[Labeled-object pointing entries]

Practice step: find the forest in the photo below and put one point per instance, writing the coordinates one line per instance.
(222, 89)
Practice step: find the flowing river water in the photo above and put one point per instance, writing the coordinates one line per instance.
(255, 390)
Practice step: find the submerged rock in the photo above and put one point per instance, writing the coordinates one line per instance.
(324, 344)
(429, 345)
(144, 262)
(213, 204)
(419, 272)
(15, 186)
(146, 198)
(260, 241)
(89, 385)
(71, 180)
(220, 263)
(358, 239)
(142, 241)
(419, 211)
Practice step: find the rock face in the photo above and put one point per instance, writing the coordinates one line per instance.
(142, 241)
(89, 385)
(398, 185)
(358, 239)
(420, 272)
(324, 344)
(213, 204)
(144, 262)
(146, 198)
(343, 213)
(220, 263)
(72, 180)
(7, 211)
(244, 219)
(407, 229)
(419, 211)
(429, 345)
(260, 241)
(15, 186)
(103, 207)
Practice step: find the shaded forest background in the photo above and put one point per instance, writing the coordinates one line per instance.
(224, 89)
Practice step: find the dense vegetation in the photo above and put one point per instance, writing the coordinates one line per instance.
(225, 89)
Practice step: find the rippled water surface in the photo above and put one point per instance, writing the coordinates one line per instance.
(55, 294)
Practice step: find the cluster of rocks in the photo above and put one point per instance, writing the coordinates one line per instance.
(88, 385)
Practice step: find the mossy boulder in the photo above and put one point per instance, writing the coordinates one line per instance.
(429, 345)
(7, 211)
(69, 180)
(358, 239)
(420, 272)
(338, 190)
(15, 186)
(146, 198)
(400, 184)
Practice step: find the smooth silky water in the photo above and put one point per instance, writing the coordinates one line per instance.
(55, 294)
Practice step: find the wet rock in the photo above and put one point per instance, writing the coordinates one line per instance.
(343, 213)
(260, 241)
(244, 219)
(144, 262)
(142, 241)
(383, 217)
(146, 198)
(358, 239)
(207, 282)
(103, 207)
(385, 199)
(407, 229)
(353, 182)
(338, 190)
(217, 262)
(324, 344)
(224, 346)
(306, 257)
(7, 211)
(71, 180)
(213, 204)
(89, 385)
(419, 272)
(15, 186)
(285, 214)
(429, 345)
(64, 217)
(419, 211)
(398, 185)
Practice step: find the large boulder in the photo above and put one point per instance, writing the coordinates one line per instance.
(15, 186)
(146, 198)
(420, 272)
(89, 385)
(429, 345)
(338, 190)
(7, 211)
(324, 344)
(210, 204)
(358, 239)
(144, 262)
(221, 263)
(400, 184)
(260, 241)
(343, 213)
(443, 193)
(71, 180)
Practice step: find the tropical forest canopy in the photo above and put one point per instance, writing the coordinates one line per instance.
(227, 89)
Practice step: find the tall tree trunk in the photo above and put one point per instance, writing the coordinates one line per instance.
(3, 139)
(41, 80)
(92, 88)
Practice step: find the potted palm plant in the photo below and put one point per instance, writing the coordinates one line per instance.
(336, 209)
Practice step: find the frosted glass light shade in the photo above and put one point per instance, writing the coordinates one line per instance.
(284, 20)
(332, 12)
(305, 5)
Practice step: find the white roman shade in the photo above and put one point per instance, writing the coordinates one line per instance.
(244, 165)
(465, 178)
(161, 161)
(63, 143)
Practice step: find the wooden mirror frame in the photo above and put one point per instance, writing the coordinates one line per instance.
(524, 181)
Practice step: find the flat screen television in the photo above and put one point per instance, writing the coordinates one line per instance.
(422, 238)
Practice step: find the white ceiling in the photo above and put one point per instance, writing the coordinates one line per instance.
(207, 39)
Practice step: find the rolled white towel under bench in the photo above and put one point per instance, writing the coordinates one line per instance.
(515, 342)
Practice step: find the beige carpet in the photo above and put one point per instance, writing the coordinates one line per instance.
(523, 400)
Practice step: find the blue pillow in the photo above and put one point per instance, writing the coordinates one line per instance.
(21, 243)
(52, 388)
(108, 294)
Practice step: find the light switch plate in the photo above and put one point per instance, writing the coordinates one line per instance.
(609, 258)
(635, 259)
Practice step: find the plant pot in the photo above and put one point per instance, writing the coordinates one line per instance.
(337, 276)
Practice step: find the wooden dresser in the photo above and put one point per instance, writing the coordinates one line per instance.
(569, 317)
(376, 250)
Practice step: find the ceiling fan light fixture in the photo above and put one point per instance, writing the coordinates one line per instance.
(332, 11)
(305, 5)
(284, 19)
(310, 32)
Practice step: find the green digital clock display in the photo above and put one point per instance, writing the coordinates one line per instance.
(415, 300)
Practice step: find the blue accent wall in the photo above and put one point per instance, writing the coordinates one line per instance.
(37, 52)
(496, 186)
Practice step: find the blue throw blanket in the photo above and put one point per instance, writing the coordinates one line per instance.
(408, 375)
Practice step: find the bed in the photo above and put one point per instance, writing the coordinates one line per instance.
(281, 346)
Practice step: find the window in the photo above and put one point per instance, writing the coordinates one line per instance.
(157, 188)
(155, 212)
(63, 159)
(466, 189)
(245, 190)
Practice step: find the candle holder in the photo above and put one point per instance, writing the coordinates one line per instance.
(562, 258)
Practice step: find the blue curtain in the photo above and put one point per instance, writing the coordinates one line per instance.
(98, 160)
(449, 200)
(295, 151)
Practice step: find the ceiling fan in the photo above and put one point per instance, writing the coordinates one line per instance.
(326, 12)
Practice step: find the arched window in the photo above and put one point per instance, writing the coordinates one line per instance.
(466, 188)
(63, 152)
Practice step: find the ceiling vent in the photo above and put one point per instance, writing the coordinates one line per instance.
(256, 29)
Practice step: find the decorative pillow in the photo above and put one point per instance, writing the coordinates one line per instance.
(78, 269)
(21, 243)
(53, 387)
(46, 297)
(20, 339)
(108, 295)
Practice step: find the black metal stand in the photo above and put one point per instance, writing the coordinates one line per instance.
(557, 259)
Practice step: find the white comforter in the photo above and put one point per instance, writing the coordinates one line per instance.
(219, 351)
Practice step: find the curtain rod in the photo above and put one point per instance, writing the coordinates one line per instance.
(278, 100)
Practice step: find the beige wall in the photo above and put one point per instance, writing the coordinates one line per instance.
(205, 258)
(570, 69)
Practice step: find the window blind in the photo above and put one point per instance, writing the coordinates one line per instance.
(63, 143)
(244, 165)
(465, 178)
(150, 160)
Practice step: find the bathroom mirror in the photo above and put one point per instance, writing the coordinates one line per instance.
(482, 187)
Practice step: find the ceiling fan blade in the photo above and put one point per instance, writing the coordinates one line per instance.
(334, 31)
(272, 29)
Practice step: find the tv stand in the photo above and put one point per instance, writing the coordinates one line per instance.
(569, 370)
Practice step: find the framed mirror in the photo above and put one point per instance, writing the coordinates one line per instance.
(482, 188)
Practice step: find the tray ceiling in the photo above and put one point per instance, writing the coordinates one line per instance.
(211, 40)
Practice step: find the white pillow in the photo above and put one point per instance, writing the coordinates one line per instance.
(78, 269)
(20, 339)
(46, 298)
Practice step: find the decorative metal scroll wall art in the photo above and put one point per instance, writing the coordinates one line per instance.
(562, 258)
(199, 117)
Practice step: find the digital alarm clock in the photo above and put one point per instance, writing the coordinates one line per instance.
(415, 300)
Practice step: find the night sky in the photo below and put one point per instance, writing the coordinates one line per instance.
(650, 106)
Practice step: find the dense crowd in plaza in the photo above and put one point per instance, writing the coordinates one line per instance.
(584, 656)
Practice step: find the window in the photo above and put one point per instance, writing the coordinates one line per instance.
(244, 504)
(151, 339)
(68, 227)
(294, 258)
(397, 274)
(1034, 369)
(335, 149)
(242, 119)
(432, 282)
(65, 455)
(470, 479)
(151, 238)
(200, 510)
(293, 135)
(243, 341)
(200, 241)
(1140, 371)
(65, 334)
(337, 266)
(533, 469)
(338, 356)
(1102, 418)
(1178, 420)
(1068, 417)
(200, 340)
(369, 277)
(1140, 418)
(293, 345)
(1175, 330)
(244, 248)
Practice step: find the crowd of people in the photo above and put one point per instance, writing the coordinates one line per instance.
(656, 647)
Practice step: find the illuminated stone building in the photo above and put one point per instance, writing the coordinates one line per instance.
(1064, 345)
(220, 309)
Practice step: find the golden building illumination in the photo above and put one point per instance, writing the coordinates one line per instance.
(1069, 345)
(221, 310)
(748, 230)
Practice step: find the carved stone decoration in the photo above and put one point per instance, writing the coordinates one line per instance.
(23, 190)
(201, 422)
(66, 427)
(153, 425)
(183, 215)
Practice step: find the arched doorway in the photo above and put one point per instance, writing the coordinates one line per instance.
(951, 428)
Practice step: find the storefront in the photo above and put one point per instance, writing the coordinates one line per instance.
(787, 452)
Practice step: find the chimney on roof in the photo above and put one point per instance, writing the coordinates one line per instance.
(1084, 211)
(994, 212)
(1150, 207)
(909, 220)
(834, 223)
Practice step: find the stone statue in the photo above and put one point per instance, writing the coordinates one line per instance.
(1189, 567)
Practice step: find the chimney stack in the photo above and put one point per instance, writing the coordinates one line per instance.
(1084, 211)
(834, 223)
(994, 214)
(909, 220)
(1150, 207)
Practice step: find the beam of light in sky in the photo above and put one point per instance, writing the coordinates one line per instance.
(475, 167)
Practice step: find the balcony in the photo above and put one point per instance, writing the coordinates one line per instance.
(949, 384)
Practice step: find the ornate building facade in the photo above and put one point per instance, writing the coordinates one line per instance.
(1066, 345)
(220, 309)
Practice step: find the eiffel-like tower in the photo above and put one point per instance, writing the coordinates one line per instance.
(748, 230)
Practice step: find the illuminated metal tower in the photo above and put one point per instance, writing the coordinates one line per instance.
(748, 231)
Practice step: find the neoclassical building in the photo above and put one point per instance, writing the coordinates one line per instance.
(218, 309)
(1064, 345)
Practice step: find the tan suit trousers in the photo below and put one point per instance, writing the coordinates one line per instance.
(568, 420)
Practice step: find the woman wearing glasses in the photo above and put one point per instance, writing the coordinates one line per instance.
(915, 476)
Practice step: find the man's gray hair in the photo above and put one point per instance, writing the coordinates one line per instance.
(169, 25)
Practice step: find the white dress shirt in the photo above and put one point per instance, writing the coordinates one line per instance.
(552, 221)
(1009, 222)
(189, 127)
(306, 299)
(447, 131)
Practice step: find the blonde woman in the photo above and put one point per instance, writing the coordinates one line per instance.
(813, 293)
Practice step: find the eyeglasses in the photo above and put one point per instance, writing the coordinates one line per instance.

▶ To be done
Write out exactly the lines starting with the one that holds "Practice step: find the neoclassical" and running through the last line above.

▶ Exercise answer
Practice step: find the neoclassical building in the photo above and put one point per instance, writing the coordinates one line per instance.
(218, 309)
(1064, 345)
Practice step: find the tan suit trousers in the photo below and put one point per instance, writing the coordinates one line per instance.
(568, 420)
Practice step: find the woman wearing glasses in the photo above and put one point per instance, writing the coordinates one line per instance.
(915, 476)
Practice step: find the man's gray hair in the photo above and put one point per instance, writing the coordinates one line per instance.
(169, 25)
Practice step: find the white dress shirt in the photo above and put one point per instance, writing the coordinates one line per instance.
(552, 221)
(1009, 222)
(189, 127)
(306, 299)
(447, 131)
Practice step: find the blonde woman in the photo above and put one point per instance, writing the coordinates one line per instance.
(813, 293)
Practice step: find the eyeglasses in the photo above and put one point per instance, writing the coordinates one line per instance.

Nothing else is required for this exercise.